Zitierter Text =>
Als ich in meiner Spielgruppe mit den Müttern darüber sprechen wollte, dass jedes Verhalten ihres Babys Sinn macht und diese Menschenkinder nie gegen uns arbeiten würden, haben alle wissend genickt. So im Sinne von „Ist doch eh klar. Würden wir nie infrage stellen!“ Ich fand das großartig und dachte nur „Hey, diese Mamas sind so nah bei ihren Kindern, da kann kommen was will.“
Wenn Momente schleichend kommen…
Zu Hause begann ich nachzudenken, wie das bei mir so war. Und mir fiel ein, dass ich haar genauso dachte, als meine beiden Töchter Babys waren. Das ist chemisch wahrscheinlich gar nicht anders möglich. Der Oxytocinrausch in den ersten Monaten hält zum Glück die ganze Familie am Leben. Aber dann fiel mir weiter ein, dass sich etwas verändert hatte, als sie Kleinkinder wurden.
Da kommen sie dann nämlich, diese kleinen Momente, in denen man sich doch manchmal ganz still und leise fragen hört „Macht sie/er das mit Absicht?“. Und sie kommen schleichend, diese Momente, ganz langsam und werden immer mehr. Also zumindest dann, wenn einem nicht bewusst ist, dass Kleinkinder niemals gegen ihre Eltern arbeiten würden.

[Einträge mit markierten Punkten]

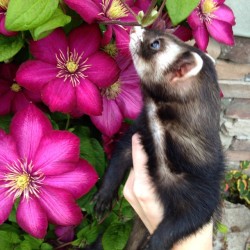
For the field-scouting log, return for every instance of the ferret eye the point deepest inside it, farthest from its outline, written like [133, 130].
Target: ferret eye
[155, 45]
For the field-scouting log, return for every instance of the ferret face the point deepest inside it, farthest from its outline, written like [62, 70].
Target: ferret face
[161, 59]
[152, 52]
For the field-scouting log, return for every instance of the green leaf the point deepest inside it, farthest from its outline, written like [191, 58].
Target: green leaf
[58, 19]
[5, 122]
[147, 20]
[9, 46]
[116, 236]
[222, 228]
[9, 228]
[12, 237]
[91, 150]
[89, 234]
[33, 242]
[29, 14]
[25, 245]
[46, 246]
[245, 165]
[179, 10]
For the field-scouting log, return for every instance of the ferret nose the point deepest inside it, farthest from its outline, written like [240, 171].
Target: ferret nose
[136, 29]
[132, 30]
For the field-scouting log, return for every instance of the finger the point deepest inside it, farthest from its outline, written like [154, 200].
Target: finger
[129, 195]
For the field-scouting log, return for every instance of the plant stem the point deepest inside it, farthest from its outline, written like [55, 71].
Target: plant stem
[68, 122]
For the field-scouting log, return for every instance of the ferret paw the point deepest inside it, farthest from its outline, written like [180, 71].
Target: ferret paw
[103, 202]
[152, 245]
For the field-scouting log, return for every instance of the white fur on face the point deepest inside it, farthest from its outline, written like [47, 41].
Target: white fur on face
[199, 63]
[165, 59]
[159, 64]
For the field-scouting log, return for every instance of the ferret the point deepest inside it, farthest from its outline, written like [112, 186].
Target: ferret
[179, 130]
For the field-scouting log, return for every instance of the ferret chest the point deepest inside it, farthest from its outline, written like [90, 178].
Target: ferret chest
[158, 133]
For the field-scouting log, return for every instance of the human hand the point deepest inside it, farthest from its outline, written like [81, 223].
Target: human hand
[139, 190]
[140, 193]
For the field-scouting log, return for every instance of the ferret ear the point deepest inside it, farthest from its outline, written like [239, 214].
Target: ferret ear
[187, 65]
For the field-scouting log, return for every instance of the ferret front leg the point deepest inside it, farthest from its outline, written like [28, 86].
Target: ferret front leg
[120, 163]
[173, 229]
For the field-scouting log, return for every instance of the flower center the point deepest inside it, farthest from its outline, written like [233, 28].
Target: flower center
[4, 4]
[111, 49]
[112, 91]
[71, 66]
[114, 9]
[15, 87]
[207, 9]
[21, 179]
[209, 6]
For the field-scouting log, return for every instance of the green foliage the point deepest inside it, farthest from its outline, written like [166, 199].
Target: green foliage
[237, 184]
[58, 19]
[10, 46]
[116, 236]
[29, 14]
[179, 10]
[91, 149]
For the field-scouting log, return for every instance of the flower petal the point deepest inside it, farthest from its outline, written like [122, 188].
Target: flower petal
[28, 126]
[32, 218]
[122, 40]
[194, 20]
[65, 233]
[201, 37]
[19, 102]
[8, 150]
[103, 71]
[6, 101]
[88, 98]
[221, 31]
[48, 48]
[78, 182]
[33, 74]
[107, 35]
[60, 206]
[86, 38]
[87, 9]
[6, 204]
[58, 153]
[59, 95]
[8, 71]
[130, 101]
[110, 121]
[224, 13]
[3, 30]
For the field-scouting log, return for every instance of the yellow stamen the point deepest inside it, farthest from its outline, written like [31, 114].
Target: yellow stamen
[209, 6]
[111, 49]
[22, 181]
[112, 91]
[71, 66]
[15, 87]
[116, 9]
[4, 4]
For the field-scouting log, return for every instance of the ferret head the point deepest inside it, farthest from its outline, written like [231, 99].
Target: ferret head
[163, 62]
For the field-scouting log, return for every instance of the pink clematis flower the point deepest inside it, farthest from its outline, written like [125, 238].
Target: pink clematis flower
[110, 10]
[69, 72]
[212, 17]
[12, 96]
[3, 9]
[41, 166]
[120, 100]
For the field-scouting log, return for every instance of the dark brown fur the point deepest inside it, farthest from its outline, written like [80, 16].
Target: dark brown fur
[179, 129]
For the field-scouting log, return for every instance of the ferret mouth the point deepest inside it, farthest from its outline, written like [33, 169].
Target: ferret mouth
[136, 38]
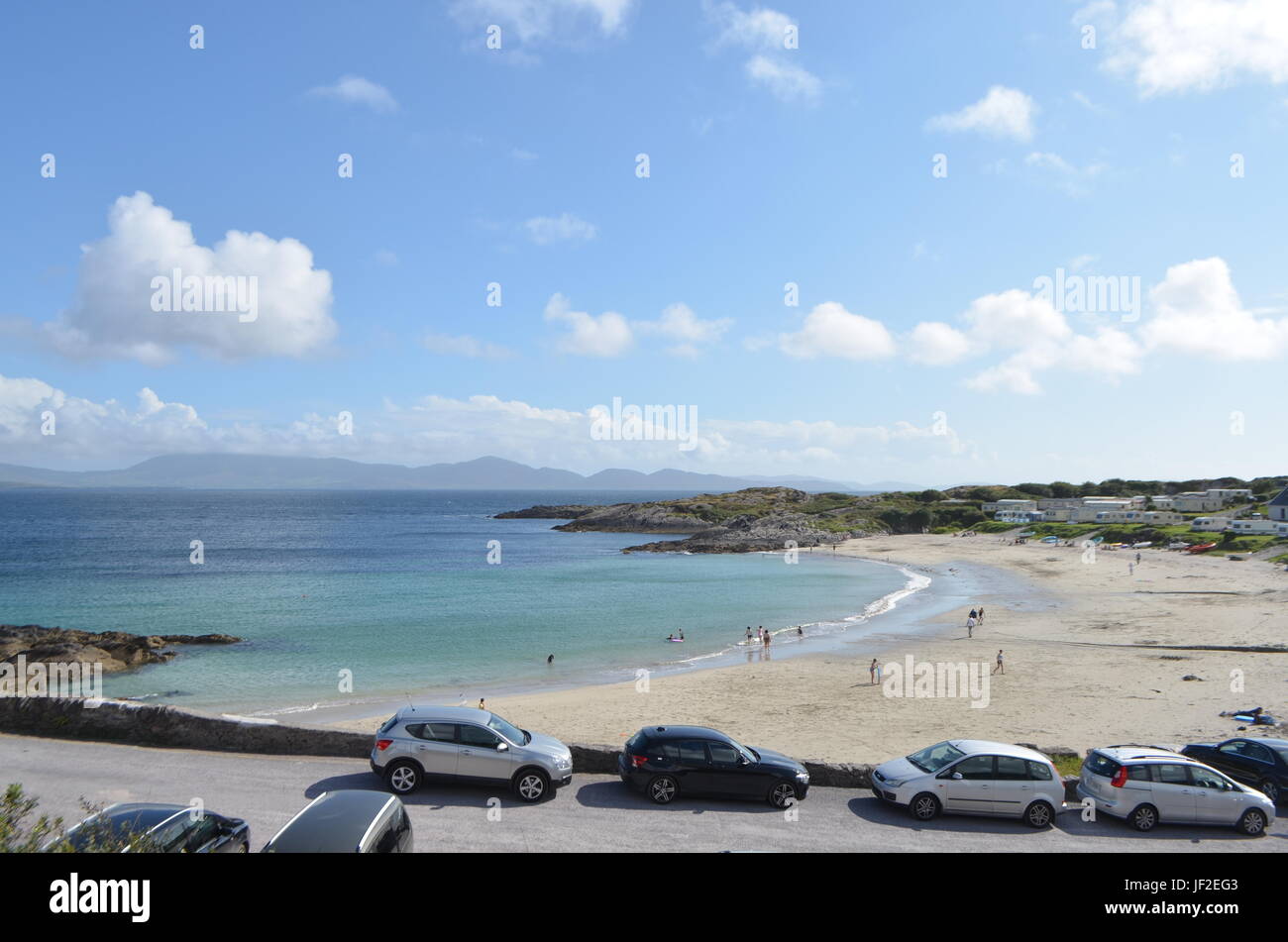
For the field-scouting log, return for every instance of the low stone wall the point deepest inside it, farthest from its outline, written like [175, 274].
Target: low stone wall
[168, 727]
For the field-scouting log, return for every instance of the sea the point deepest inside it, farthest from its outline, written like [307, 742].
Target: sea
[351, 597]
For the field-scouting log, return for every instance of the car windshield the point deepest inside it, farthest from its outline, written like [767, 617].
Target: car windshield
[932, 758]
[511, 732]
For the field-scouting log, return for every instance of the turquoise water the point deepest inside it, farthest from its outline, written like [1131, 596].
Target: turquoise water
[395, 588]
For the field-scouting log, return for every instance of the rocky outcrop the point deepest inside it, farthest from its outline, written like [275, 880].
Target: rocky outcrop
[114, 650]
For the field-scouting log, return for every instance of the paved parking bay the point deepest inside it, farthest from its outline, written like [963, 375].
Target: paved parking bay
[593, 813]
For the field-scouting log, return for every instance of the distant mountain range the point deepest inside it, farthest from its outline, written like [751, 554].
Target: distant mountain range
[266, 472]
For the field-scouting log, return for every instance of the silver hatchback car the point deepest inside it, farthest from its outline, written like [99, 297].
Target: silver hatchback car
[1146, 785]
[462, 744]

Deine Aufgabe =>
Beantworte diese Fragen zum Text über Babys und Kleinkinder kurz:
(a) Wie reagierten die Mütter in der Spielgruppe auf das Gespräch?
(b) Was hält laut dem Text in den ersten Monaten die ganze Familie am Leben?
(c) Welche Frage hört man sich laut dem Text manchmal still und leise stellen?

Erwartete Antwort =>
(a) Alle haben wissend genickt.
(b) Der Oxytocinrausch.
(c) „Macht sie/er das mit Absicht?“